* _TO DO_
Could you set down every line of the listing below, word for word and in the same order?
──────── RECORDS SHOWN ────────
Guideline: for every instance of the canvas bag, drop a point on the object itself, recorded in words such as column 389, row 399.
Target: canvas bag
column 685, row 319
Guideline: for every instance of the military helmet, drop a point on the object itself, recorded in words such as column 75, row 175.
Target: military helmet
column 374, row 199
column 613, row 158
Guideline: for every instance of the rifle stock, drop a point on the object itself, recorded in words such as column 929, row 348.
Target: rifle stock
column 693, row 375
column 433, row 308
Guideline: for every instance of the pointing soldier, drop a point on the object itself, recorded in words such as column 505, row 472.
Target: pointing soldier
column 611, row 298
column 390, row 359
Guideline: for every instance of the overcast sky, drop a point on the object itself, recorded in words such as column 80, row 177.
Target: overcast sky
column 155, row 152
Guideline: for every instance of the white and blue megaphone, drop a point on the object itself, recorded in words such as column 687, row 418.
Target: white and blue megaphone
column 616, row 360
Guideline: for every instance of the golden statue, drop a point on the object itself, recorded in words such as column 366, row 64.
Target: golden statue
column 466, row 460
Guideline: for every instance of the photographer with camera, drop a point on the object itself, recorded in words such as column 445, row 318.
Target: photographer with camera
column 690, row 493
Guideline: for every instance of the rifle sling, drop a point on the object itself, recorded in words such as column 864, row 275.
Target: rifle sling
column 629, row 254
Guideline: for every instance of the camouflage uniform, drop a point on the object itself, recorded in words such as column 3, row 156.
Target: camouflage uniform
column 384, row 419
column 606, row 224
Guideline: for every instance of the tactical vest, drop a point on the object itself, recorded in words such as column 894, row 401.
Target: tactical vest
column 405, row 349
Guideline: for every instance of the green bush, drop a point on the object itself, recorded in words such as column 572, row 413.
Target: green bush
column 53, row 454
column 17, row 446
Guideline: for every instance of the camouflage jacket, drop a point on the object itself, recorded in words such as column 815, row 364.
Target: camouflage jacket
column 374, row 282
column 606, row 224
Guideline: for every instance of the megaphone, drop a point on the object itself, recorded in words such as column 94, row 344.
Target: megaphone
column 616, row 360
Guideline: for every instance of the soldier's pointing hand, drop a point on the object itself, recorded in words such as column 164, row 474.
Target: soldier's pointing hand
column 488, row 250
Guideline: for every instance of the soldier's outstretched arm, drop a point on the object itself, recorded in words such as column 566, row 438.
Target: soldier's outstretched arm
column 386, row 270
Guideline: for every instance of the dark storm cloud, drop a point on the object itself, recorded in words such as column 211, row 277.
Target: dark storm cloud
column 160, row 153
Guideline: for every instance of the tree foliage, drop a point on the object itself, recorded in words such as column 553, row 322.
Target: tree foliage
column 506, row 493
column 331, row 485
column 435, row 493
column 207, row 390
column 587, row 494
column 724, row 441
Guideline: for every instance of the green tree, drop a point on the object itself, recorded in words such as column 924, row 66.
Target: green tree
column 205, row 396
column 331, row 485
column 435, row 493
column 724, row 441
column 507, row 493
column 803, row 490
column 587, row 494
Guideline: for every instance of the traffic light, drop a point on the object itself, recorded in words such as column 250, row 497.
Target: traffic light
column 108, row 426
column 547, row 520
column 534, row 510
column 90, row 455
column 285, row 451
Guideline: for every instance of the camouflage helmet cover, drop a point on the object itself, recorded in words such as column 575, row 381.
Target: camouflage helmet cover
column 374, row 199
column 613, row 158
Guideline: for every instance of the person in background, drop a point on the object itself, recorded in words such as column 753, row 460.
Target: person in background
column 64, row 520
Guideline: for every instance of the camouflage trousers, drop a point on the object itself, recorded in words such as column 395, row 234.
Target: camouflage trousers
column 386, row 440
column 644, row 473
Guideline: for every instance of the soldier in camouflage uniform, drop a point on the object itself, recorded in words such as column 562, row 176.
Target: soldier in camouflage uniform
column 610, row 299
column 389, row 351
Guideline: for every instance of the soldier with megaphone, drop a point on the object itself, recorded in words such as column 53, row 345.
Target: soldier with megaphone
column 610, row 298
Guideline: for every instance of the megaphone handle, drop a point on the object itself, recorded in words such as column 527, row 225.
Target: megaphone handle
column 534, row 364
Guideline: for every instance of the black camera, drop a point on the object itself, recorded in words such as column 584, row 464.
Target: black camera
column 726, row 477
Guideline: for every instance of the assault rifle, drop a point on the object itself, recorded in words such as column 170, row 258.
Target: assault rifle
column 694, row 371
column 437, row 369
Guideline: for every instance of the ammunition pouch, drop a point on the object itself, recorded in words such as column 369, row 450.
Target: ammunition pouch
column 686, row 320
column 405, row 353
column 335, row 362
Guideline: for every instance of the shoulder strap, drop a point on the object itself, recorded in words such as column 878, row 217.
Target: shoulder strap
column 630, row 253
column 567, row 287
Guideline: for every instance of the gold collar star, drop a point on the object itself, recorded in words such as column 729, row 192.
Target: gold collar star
────────
* _ANSWER TO THE EXERCISE_
Guideline: for every instance of the canvas bag, drop a point on the object itself, recorded in words such as column 389, row 399.
Target: canvas bag
column 685, row 319
Guideline: for every instance of the military helmet, drop a point on the object itself, recorded in words such as column 75, row 175.
Target: military helmet
column 374, row 199
column 613, row 158
Guideline: for every instance of the rifle stock, drop a point on the object itself, recorded in words such as column 929, row 348.
Target: rifle stock
column 693, row 375
column 433, row 308
Guideline: for every instance of the pointing soldier, drop a point on the object itself, recorded in words such as column 505, row 472.
Target: pointing soldier
column 611, row 298
column 390, row 359
Guideline: for every instance of the overcast sky, drop a point on the object itself, recorded in words such as column 80, row 177.
Target: overcast sky
column 155, row 152
Guideline: for every instance of the white and blue megaphone, drop a point on the object itself, recorded in words such as column 687, row 418.
Target: white and blue megaphone
column 616, row 360
Guideline: for every instance of the golden statue, drop a point on the object itself, recorded in words such as column 366, row 64.
Target: golden statue
column 466, row 460
Guideline: for every instance of the photographer with camera, drop a point on the object itself, recorded in words such as column 445, row 318.
Target: photographer with camera
column 690, row 493
Guideline: for every instance of the rifle sling, drop a point on the object itself, recorded in words such as column 864, row 275.
Target: rifle sling
column 629, row 254
Guideline: for every instance of the camouflage uniform, drop a point on the object itself, recorded in words such as column 3, row 156.
Target: camouflage uniform
column 384, row 419
column 606, row 224
Guideline: for every instance of the tactical vest, drop a point on the object itself, recorded in words such as column 894, row 401.
Target: tactical vest
column 405, row 349
Guideline: for every instance of the green bush, drop a point on the object itself, recorded in words such as column 572, row 413.
Target: green bush
column 53, row 454
column 17, row 446
Guideline: for every instance of the camouflage jacket, drop a point on the object itself, recorded in words such as column 815, row 364.
Target: camouflage jacket
column 374, row 282
column 606, row 224
Guideline: for every instance of the megaphone, drop a point on the object itself, recorded in words such as column 94, row 344.
Target: megaphone
column 616, row 360
Guideline: for every instance of the soldier's pointing hand, drop a point on the object itself, recorded in words such as column 164, row 474.
Target: soldier's pointing hand
column 488, row 250
Guideline: for every instance of the soldier's outstretched arm, drop a point on the object itself, recorded in words such as column 566, row 438.
Target: soldier's outstretched arm
column 386, row 270
Guideline: for every instance of the dark storm cloud, drop a point on the object itself, recorded in words such as column 211, row 277.
Target: dark storm cloud
column 160, row 153
Guideline: for every instance of the tree foliage, drop a point on the object itself, recorded in words such as column 553, row 322.
Target: tree foliage
column 506, row 493
column 331, row 485
column 435, row 493
column 207, row 390
column 587, row 494
column 724, row 441
Guideline: for every instance of the green tree, drop a point on the object itself, recorded in words such as column 924, row 66.
Target: green tree
column 205, row 396
column 331, row 485
column 435, row 493
column 724, row 441
column 507, row 493
column 803, row 490
column 587, row 494
Guideline: for every instance of the traffic light, drop a point on the object itself, recorded in words such as column 250, row 497.
Target: traffic light
column 108, row 426
column 547, row 520
column 534, row 510
column 90, row 455
column 285, row 451
Guideline: for every instance of the camouflage helmet cover, drop a point on the object itself, recorded in words such as column 575, row 381.
Target: camouflage helmet cover
column 374, row 199
column 613, row 158
Guideline: for every instance of the person in background, drop a point on the object itself, recorded in words such as column 753, row 460.
Target: person in background
column 64, row 520
Guideline: for every instance of the camouflage trousers, drop a point on the object itself, recorded in words such as column 395, row 234.
Target: camouflage trousers
column 386, row 440
column 644, row 473
Guideline: for every instance of the soldier in camouflage uniform, drop a point on the object itself, recorded in words such as column 562, row 176.
Target: soldier in camouflage uniform
column 610, row 299
column 389, row 351
Guideline: for every instance of the soldier with megaphone, drop a point on the object itself, recorded in words such as column 53, row 345.
Target: soldier with megaphone
column 610, row 298
Guideline: for every instance of the megaphone handle, drop a point on the object itself, recorded in words such as column 527, row 225.
Target: megaphone handle
column 534, row 364
Guideline: for every instance of the black camera, drop a point on the object itself, recorded in words such as column 584, row 464.
Target: black camera
column 726, row 477
Guideline: for every instance of the assault rifle, drop a point on the object itself, recorded in words such as column 170, row 258.
Target: assault rifle
column 694, row 371
column 437, row 369
Guideline: for every instance of the ammunition pouch, drop a point on the object itself, recorded in words such as column 369, row 450.
Target: ammunition pouch
column 686, row 320
column 405, row 353
column 335, row 362
Guideline: for every instance of the shoulder strap, drop a point on the object itself, recorded in words such as column 878, row 217.
Target: shoulder strap
column 630, row 253
column 567, row 287
Guideline: for every instance of the gold collar star, drop a point on the object itself, recorded in words such as column 729, row 192.
Target: gold collar star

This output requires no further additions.